Challenge → List each thing that, according to the first quotation attributed to Chastity Owens in the profile below, social workers should do.

Text excerpt →
# # # # # # #

Expertise in school social work and equity building

Chastity Owens

Chastity Owens spent 10 years serving as a school-based practitioner in both a charter school and in UI Health school-based health centers in Chicago. She now leverages that cumulative experience as a lecturer in the college’s School Social Work Specialization, including the Post-MSW PEL (Professional Educator’s License) Certificate Program.

At this moment in U.S. history, she thinks it’s important for social workers to foster conversations around justice and equity in their school communities. “We should be focusing on issues around equity and elevating the voices of the youth, and finding ways to come together and be a united front,” she says. “But we also need to understand and listen to the diversity of perspectives within our schools.”

To facilitate this, she suggests the creation of spaces where students can share their thoughts and feelings about their community and what they can do to make things right. “But the most important thing is to listen, and see what’s going on with our students in schools,” she says. “We might have our own ideas about what’s going on with racial justice, but it’s important to especially focus on where the students are at and where they’re coming from. And then, from a human development perspective, assist them in making connections and working on how they can contribute to making things better in their communities.”

# # # # # # #

Dataset content →
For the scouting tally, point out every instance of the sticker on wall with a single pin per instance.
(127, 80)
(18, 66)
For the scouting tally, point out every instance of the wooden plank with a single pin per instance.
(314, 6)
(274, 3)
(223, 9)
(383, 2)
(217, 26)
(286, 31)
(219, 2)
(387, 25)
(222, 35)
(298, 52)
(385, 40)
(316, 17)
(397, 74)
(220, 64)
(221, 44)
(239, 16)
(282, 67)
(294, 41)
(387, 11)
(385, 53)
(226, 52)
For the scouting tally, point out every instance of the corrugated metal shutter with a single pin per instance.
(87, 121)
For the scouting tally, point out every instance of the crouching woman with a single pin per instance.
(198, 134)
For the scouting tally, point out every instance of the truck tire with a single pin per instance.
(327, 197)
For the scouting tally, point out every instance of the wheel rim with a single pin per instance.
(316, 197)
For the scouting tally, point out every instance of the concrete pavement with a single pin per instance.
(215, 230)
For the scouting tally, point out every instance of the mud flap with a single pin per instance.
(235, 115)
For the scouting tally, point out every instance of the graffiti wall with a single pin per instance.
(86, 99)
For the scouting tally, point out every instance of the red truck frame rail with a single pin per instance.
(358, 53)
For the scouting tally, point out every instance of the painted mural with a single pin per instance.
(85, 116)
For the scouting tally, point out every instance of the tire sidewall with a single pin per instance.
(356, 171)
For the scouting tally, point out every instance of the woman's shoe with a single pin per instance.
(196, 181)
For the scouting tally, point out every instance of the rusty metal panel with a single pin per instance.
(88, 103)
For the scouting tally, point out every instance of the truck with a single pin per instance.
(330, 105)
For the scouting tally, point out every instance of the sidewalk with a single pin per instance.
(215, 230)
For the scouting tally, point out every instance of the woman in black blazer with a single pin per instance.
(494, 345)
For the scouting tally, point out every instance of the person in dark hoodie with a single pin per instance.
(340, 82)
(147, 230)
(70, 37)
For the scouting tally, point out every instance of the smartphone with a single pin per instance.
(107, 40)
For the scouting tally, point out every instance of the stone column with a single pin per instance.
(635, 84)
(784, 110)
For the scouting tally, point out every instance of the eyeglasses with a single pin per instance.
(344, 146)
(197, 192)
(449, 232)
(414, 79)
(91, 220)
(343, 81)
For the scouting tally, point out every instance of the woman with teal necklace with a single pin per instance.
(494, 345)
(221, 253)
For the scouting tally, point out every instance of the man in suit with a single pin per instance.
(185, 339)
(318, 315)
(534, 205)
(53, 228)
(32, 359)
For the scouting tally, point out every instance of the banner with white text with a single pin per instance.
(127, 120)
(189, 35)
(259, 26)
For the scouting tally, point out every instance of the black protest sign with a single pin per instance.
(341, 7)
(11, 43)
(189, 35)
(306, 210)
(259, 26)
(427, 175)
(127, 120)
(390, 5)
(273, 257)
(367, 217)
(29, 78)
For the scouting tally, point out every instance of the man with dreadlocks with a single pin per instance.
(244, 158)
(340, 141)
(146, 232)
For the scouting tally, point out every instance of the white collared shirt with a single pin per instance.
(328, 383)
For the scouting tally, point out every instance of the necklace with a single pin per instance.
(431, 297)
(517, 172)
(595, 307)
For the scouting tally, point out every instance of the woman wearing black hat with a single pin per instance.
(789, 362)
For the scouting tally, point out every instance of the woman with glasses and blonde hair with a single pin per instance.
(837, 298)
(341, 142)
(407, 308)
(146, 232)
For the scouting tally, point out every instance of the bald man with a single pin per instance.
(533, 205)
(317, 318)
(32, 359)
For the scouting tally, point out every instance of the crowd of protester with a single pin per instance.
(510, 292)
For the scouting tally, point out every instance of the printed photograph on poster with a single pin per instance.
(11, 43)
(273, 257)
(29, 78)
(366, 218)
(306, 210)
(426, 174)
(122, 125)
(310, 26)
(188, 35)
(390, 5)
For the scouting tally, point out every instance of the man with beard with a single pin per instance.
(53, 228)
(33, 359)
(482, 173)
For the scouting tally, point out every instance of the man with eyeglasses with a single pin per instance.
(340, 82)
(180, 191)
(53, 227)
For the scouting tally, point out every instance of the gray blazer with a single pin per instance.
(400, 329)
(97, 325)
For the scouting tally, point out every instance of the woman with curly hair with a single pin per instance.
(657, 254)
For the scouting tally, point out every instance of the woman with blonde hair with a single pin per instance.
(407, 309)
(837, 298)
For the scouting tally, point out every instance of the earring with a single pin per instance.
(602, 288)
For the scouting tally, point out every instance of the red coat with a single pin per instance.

# # # # # # #

Task result →
- Focus on issues around equity
- Elevate the voices of the youth
- Find ways to come together and be a united front
- Understand and listen to the diversity of perspectives within their schools